───── Records for this task
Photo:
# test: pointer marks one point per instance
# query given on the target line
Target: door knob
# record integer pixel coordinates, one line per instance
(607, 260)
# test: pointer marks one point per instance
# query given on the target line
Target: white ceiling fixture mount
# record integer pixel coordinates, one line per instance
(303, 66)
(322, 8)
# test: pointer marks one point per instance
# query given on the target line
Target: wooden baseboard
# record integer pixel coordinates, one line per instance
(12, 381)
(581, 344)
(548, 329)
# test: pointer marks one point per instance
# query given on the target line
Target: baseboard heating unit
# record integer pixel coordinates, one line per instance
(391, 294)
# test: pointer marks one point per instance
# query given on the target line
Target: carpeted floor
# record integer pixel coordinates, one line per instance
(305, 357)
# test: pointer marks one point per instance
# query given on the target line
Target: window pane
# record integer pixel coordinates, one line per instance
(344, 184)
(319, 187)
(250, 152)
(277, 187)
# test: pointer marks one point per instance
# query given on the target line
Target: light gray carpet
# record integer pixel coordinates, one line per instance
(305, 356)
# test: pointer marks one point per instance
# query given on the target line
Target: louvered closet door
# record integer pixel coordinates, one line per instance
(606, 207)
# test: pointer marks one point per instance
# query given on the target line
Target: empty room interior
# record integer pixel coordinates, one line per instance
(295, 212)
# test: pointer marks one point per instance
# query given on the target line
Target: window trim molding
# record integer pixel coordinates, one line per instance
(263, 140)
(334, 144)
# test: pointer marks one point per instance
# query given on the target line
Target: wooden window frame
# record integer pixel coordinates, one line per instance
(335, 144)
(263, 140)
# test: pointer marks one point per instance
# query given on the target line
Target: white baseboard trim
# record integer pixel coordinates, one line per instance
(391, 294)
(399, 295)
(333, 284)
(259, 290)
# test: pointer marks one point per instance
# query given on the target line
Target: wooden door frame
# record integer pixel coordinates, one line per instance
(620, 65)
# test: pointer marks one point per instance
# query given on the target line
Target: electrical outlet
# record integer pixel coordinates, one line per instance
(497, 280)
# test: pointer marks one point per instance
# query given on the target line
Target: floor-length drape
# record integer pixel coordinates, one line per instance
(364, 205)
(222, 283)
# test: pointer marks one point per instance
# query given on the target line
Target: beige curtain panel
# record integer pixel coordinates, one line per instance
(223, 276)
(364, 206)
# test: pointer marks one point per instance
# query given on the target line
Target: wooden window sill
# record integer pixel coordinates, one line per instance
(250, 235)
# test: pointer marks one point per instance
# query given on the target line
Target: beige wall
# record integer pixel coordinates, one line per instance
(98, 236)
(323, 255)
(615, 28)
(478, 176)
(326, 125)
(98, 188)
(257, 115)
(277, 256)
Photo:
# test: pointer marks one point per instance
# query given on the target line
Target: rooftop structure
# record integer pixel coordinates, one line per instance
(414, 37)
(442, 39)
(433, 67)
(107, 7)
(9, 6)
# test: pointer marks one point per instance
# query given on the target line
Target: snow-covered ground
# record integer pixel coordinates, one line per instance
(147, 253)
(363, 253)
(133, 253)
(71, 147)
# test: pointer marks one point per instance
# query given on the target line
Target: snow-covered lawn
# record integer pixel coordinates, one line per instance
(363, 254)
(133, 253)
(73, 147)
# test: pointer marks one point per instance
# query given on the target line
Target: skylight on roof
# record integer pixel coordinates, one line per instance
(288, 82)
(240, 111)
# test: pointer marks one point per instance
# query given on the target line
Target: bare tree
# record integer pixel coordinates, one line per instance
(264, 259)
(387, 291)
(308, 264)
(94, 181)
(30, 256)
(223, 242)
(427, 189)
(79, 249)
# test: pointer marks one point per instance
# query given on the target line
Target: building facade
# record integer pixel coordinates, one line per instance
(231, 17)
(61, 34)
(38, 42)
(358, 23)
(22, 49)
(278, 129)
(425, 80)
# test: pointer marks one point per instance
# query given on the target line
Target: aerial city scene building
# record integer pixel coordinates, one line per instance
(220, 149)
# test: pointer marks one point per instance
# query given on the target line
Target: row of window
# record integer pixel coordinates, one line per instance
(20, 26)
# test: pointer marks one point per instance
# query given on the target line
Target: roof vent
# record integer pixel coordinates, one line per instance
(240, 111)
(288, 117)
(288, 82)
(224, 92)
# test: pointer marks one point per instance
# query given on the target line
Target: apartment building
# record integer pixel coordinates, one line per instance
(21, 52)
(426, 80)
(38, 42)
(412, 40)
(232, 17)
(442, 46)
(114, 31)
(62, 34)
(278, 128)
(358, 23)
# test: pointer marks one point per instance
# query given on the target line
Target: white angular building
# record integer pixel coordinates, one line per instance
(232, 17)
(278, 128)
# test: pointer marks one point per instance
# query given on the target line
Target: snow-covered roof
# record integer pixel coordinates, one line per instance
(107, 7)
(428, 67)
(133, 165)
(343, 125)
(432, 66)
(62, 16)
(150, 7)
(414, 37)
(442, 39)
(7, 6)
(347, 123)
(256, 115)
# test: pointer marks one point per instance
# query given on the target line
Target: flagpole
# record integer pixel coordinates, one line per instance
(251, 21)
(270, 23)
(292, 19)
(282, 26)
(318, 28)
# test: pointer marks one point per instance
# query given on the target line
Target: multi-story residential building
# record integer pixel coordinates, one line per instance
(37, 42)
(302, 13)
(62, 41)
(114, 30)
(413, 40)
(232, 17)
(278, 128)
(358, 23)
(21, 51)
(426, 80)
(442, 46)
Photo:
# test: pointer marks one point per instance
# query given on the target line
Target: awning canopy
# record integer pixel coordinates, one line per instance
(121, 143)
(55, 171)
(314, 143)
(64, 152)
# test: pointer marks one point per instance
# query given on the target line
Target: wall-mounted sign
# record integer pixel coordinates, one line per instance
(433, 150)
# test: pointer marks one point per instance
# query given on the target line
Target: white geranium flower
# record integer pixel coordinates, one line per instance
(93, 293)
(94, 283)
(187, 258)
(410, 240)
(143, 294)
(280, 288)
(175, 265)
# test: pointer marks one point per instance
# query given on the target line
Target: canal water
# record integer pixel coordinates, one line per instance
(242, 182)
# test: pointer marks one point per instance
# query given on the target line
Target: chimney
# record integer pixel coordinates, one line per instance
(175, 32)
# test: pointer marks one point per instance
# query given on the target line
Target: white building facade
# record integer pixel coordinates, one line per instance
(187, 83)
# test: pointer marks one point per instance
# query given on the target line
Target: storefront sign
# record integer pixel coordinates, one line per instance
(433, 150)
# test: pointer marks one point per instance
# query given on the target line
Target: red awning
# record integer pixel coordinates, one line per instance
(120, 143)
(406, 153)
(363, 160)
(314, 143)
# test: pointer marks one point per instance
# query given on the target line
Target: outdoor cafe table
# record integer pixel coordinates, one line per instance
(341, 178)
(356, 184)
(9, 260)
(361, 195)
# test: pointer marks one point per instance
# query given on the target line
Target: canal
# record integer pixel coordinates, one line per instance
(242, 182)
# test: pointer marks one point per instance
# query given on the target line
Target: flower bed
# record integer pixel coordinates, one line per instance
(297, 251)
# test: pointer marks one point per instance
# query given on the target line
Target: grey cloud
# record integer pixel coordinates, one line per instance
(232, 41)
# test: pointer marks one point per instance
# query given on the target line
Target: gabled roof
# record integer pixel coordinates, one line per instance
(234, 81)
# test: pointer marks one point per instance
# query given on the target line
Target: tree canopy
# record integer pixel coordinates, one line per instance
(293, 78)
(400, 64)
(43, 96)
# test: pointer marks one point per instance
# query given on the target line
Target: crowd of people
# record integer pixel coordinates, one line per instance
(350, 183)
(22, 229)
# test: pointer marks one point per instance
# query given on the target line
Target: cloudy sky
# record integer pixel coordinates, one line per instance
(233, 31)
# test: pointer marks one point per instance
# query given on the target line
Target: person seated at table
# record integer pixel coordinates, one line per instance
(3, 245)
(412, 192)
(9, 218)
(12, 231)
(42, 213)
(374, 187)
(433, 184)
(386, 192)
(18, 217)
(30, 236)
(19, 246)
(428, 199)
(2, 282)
──────────
▶ _Exercise details_:
Where the word "beige" appears in a line of the data above, tally that line; then give the total and nothing more.

▶ _Response to the exercise_:
2